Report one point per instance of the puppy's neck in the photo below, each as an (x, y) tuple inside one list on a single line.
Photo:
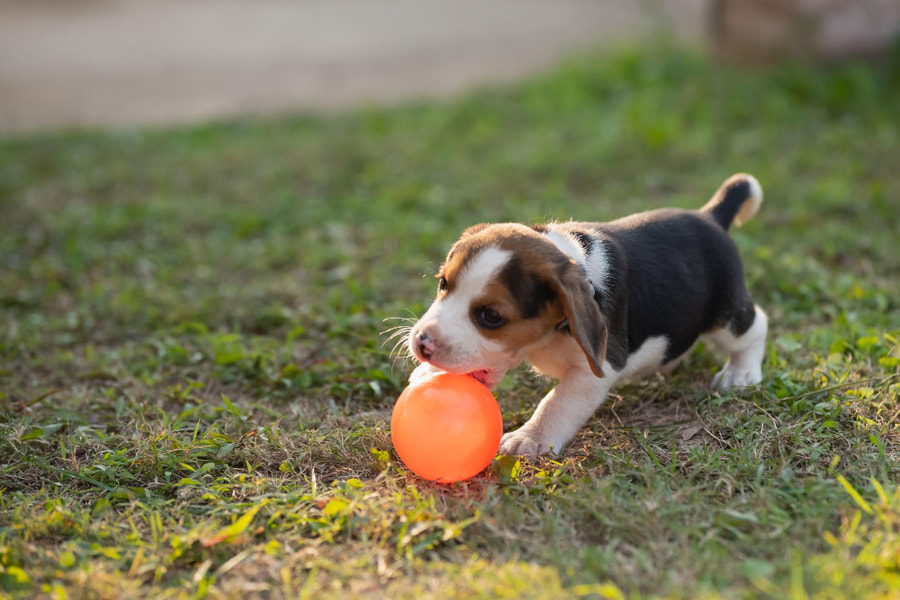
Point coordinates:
[(568, 244)]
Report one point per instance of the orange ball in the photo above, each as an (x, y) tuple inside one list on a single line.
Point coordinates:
[(446, 427)]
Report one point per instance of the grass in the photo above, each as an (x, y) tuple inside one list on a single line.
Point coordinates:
[(195, 386)]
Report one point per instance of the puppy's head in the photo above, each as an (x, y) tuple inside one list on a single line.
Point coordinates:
[(503, 291)]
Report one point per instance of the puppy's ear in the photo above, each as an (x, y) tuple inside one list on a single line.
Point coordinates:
[(586, 322)]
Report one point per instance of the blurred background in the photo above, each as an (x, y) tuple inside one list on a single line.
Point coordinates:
[(122, 62)]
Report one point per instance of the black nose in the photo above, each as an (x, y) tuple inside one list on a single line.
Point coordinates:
[(425, 346)]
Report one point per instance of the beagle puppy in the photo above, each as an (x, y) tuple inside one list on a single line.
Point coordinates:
[(594, 304)]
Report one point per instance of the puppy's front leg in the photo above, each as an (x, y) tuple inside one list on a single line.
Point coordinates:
[(560, 414)]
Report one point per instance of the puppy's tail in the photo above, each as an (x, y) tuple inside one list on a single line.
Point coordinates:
[(736, 201)]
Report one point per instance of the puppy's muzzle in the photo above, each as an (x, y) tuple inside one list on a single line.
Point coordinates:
[(425, 345)]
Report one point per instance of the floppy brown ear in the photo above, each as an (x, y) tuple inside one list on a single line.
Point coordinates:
[(586, 322)]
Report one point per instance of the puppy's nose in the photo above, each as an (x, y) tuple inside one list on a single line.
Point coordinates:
[(425, 345)]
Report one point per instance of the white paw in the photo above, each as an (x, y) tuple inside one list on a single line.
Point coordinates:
[(524, 443), (734, 376)]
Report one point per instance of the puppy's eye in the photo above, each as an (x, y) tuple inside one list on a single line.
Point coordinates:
[(488, 318)]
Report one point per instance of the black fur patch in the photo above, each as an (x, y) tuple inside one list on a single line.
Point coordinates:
[(673, 273), (530, 293)]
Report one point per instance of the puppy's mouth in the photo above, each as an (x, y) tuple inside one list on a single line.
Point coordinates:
[(483, 376)]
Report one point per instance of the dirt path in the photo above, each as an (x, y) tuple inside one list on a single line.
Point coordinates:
[(125, 62)]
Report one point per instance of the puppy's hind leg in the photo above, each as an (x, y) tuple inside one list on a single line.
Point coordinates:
[(746, 352)]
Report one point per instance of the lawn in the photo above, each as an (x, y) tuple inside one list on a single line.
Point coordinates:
[(196, 378)]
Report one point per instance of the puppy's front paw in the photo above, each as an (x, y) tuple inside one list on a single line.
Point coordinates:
[(525, 443), (735, 376)]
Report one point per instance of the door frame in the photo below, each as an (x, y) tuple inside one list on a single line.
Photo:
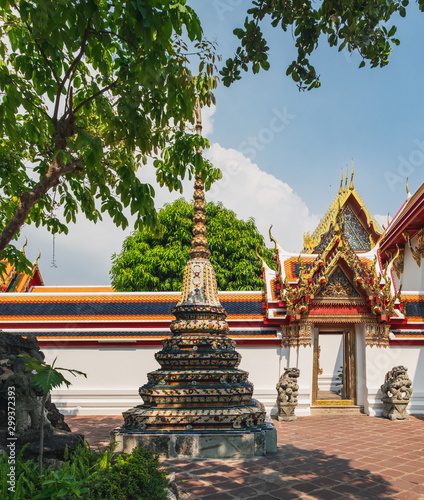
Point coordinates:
[(349, 365)]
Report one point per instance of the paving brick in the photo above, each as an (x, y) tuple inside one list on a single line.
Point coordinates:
[(327, 494), (323, 457)]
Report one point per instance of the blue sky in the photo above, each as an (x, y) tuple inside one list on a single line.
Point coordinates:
[(281, 150)]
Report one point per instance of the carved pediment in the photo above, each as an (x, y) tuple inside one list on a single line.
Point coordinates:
[(338, 286)]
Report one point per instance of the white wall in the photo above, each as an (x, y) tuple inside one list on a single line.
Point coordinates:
[(113, 378), (381, 360), (412, 277), (115, 374)]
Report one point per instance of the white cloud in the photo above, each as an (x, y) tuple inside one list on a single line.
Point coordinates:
[(251, 192), (83, 256), (382, 219)]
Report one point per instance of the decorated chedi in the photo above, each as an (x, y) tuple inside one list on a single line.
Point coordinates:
[(198, 404)]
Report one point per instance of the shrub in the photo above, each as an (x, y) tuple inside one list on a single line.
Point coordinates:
[(86, 475), (131, 477)]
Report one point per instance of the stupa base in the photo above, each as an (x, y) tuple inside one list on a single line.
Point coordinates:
[(207, 444)]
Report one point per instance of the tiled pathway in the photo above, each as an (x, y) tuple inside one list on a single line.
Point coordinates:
[(320, 457)]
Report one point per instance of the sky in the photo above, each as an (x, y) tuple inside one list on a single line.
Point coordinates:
[(280, 150)]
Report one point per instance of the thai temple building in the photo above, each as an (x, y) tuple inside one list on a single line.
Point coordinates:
[(12, 280), (344, 310)]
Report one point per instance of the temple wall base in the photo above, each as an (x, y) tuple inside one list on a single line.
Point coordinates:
[(198, 445)]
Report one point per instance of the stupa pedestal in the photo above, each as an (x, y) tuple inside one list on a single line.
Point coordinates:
[(198, 404)]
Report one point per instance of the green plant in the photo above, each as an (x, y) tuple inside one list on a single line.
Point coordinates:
[(132, 477), (147, 263), (47, 377), (339, 379)]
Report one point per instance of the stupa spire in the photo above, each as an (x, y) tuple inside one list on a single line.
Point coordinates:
[(341, 184), (199, 244), (351, 178)]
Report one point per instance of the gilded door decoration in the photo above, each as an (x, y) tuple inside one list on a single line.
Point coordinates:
[(377, 334), (339, 286), (320, 370), (296, 335)]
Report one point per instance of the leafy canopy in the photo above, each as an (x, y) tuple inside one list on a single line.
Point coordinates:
[(89, 90), (357, 25), (147, 263)]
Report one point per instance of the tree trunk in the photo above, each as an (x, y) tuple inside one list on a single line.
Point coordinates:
[(41, 445), (27, 201)]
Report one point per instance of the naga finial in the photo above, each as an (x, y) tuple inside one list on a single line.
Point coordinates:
[(24, 245), (258, 255), (36, 260), (272, 238), (351, 178), (347, 175), (341, 184)]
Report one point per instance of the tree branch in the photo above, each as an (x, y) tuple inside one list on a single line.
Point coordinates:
[(129, 42), (48, 62), (29, 198), (71, 68)]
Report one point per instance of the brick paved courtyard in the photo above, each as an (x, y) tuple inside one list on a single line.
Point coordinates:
[(321, 457)]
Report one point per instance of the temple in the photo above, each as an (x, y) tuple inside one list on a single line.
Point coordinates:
[(13, 281), (344, 311)]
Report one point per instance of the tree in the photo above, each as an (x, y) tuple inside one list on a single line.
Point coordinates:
[(147, 263), (47, 377), (357, 25), (89, 90)]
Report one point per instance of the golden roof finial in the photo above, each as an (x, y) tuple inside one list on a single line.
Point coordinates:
[(341, 183), (258, 255), (347, 175), (198, 117), (408, 194), (36, 260), (351, 178)]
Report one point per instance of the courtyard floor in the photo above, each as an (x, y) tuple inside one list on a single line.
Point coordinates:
[(319, 457)]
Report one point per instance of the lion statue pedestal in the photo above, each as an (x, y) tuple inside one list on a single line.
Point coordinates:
[(397, 392), (287, 389)]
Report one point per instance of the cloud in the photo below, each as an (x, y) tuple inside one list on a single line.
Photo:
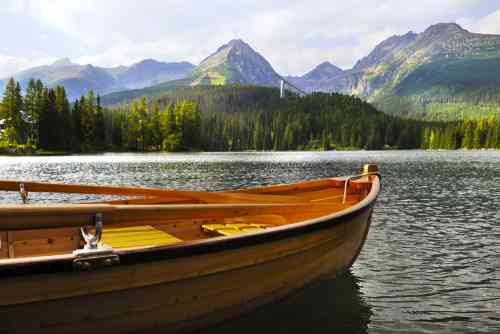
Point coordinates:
[(293, 35), (488, 25), (10, 65)]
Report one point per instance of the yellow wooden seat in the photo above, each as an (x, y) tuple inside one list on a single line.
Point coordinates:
[(136, 236)]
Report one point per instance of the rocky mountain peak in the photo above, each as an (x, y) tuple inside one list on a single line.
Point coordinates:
[(445, 28)]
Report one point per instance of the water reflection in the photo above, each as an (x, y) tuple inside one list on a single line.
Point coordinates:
[(431, 261), (331, 305)]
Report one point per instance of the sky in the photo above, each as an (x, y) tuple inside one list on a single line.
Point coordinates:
[(294, 36)]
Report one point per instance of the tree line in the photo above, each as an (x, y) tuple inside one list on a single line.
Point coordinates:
[(225, 118)]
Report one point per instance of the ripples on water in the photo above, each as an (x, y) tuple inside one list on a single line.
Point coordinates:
[(432, 259)]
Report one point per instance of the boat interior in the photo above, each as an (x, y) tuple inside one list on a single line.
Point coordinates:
[(146, 217)]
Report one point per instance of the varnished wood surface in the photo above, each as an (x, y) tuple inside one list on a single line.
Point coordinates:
[(179, 295), (198, 282)]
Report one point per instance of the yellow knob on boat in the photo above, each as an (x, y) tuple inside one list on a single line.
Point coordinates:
[(370, 168)]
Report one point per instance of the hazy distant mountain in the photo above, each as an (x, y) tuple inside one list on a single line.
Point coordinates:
[(150, 72), (445, 72), (78, 79), (235, 62), (311, 81)]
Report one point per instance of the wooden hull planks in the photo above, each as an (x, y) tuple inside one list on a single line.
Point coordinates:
[(187, 285)]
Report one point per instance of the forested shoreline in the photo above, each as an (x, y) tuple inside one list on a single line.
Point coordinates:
[(219, 118)]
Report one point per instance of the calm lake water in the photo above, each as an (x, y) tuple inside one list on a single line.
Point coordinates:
[(431, 263)]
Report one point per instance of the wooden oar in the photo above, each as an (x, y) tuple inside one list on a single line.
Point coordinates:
[(22, 217), (197, 196)]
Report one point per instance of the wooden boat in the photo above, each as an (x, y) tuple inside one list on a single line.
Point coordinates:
[(172, 260)]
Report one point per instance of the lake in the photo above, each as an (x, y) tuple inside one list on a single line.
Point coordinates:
[(431, 263)]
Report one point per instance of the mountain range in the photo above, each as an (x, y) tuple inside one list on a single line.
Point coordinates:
[(78, 79), (444, 72)]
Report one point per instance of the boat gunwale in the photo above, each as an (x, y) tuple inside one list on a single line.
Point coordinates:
[(57, 263)]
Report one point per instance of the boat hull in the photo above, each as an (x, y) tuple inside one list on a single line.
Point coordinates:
[(179, 295), (186, 287)]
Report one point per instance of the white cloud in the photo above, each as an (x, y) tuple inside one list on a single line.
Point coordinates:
[(488, 25), (293, 35), (10, 65)]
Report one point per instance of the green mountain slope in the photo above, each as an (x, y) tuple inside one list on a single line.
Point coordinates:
......
**Your goal:**
Switch "puppy's" to "dog's" in the lines starting with the line containing "Report one point per instance of the grass" and running through the line containing "[(524, 443), (734, 376)]", leaving everything else unchanged. Return only those lines.

**Correct answer:**
Report one point per instance of the grass in the photo above, each as an (x, y) tuple inside one list on a single line.
Point coordinates:
[(195, 386)]
Report one point per instance of the dog's head in the photo above, each as an (x, y) tuple inside one list on a single line.
Point coordinates:
[(503, 291)]
Report one point per instance of the dog's ear in the photo above, each as an (x, y) tuple inside one list on a single line.
Point coordinates:
[(586, 322)]
Report one point per instance of the blurred background in the photo above, each as an (x, y) tuple inside one list on a single line.
Point coordinates:
[(122, 62)]
Report one point per instance of the black nose in the photo above, each as an (x, y) tuple inside one list on a single line.
Point coordinates:
[(425, 346)]
Report one point per instance of the beagle puppy in the photo above, each as an (x, y) tuple inside one list on a single line.
Point coordinates:
[(594, 304)]
Report one point per instance of the dog's front leg in the photo above, each as an (x, y) tuple inside one list on a single line.
Point coordinates:
[(560, 414)]
Report one point per instance of the dog's tail in the photo above, each as an (x, y) tuple inside one list on a single line.
Point coordinates:
[(736, 201)]
Report one point per instance of the dog's muzzle in the photo above, each as an (x, y) tuple inside one list on a single line.
Point coordinates:
[(425, 345)]
Report one point per instance of the floppy brown ear in the photo above, each as an (x, y) tuple inside one list on a single line.
Point coordinates:
[(586, 322)]
Report one point per instance of the dog's nose in the photo above, each as an (x, y) tuple inside one list on a single line.
Point coordinates:
[(425, 345)]
Report one point per instance of the white paw in the photo above, each as an (x, y) tuple inside one list on a single line.
Point coordinates:
[(524, 443), (734, 376)]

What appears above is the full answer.